# [STUDY TEXT]
The management of the organization lies with a Board of Trustees and the Chief ExecutiveOfficer. The board is composed of seven diverse professionals, with common ground in their passion for wildlife conservation in Africa.
John is the ZCP Chairman and brings several decades of experience with large carnivore research and conservation as the Director of Painted Dog Conservation Inc and the Curator of Perth Zoo.
Dr. Vincent Nyirenda
Dr. Nyirenda brings decades of expertise as a wildlife biologist in Zambia, former Head of Research for the Department of National Parks and Wildlife, and a Senior Lecturer at Copperbelt University with areas of expertise including ecology, human-wildlife conflict,
The Operations Manager for Robin Pope Safaris and a long-term board member Rob has helped facilitate immeasurable in-kind and direct support for field operations and logistics in Zambia
April worked in research in wetland ecology and Everglades Restoration from 1995-2006 at the South Florida Water Management District. Her research in isolated wetland trophic cascades between macroinvertebrates and wading birds led to a reduction in permitted water use by utilities during Florida's dry season.
In her time as a state Senior Environmental Research Scientist , she worked in a leadership position in collaborative federal-state teams to design and implement a ten-year Everglades Restoration ecological monitoring and assessment plan. She was also part of a multi-agency adaptive management task force charged with developing nimble and responsive resource management strategies for large federal and state agencies. During this time she worked intensively in developing and improving internal state systems to streamline budget-procurement processes for resource management work.

# [THE DATA]
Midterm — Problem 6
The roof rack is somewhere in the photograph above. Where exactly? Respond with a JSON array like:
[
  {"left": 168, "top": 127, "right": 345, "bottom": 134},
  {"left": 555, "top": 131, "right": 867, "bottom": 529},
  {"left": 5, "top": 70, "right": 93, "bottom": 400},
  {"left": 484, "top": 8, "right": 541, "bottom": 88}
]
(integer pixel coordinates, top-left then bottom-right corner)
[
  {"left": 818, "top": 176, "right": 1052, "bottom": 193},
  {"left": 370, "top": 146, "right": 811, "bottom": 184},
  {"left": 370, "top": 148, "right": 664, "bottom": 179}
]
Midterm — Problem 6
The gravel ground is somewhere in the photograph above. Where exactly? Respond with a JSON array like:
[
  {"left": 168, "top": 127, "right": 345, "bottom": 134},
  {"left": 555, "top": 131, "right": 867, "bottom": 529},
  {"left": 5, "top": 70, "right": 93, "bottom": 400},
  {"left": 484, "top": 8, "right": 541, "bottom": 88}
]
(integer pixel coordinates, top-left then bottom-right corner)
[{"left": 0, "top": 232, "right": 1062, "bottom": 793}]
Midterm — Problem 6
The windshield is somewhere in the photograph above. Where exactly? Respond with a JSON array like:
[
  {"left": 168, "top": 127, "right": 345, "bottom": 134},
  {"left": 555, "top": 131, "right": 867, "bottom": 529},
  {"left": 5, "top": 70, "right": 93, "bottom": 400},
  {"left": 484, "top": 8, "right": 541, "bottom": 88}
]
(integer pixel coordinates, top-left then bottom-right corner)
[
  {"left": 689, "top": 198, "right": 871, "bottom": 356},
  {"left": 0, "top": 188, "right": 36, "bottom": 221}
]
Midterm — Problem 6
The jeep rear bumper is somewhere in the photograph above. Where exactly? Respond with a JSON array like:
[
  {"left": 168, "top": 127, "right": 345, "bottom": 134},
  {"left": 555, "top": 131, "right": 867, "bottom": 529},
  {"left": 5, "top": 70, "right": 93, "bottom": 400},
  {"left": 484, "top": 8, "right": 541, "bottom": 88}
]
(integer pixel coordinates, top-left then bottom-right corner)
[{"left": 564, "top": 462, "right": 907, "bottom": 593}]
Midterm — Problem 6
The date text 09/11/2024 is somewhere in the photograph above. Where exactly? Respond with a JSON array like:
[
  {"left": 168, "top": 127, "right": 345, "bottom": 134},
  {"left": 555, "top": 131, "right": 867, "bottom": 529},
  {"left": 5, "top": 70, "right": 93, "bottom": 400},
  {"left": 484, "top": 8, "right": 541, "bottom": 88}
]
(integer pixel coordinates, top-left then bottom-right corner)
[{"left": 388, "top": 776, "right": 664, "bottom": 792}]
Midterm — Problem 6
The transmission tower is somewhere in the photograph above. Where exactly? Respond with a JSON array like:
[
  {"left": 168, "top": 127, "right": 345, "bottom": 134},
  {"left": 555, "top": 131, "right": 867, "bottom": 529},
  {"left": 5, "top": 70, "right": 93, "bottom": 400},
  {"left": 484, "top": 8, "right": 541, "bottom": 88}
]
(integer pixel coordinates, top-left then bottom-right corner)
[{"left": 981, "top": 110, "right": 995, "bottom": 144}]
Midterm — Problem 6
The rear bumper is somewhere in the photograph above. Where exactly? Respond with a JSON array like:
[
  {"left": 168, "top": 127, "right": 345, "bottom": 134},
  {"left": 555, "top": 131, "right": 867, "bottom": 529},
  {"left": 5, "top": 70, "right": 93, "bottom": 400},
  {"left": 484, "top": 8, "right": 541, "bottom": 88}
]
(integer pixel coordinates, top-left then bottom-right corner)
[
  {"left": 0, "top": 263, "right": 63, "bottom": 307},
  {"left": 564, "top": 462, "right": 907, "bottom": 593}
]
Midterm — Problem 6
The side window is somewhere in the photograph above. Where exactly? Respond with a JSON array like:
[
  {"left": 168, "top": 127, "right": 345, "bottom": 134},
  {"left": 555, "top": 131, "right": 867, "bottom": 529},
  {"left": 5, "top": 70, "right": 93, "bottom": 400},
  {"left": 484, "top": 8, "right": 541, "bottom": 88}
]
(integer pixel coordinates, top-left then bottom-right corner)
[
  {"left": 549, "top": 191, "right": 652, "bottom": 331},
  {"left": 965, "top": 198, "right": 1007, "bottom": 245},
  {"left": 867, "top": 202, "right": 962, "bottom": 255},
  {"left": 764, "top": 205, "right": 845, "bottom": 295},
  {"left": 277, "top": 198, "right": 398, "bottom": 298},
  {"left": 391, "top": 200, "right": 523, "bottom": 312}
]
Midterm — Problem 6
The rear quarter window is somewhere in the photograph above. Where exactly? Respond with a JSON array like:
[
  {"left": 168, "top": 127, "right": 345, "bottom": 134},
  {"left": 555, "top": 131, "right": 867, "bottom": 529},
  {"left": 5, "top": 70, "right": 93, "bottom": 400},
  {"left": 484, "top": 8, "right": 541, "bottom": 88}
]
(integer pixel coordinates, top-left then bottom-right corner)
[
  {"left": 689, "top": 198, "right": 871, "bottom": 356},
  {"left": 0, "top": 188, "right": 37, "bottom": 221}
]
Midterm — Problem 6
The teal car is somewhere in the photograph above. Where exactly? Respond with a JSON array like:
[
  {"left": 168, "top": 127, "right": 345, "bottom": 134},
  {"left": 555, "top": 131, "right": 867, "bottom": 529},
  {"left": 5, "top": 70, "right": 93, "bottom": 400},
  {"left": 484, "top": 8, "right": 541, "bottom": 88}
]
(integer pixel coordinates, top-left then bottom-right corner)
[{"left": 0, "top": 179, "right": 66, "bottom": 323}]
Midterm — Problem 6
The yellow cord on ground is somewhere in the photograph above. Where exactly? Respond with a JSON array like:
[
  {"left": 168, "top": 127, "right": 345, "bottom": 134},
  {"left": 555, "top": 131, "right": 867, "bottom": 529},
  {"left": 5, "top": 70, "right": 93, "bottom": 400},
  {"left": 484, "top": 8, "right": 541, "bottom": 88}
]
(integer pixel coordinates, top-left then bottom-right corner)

# [EXERCISE OBJECTIVE]
Please list every person named in the Board of Trustees text, given as the text gives each name.

# [ANSWER]
- John
- Dr. Vincent Nyirenda
- Rob
- April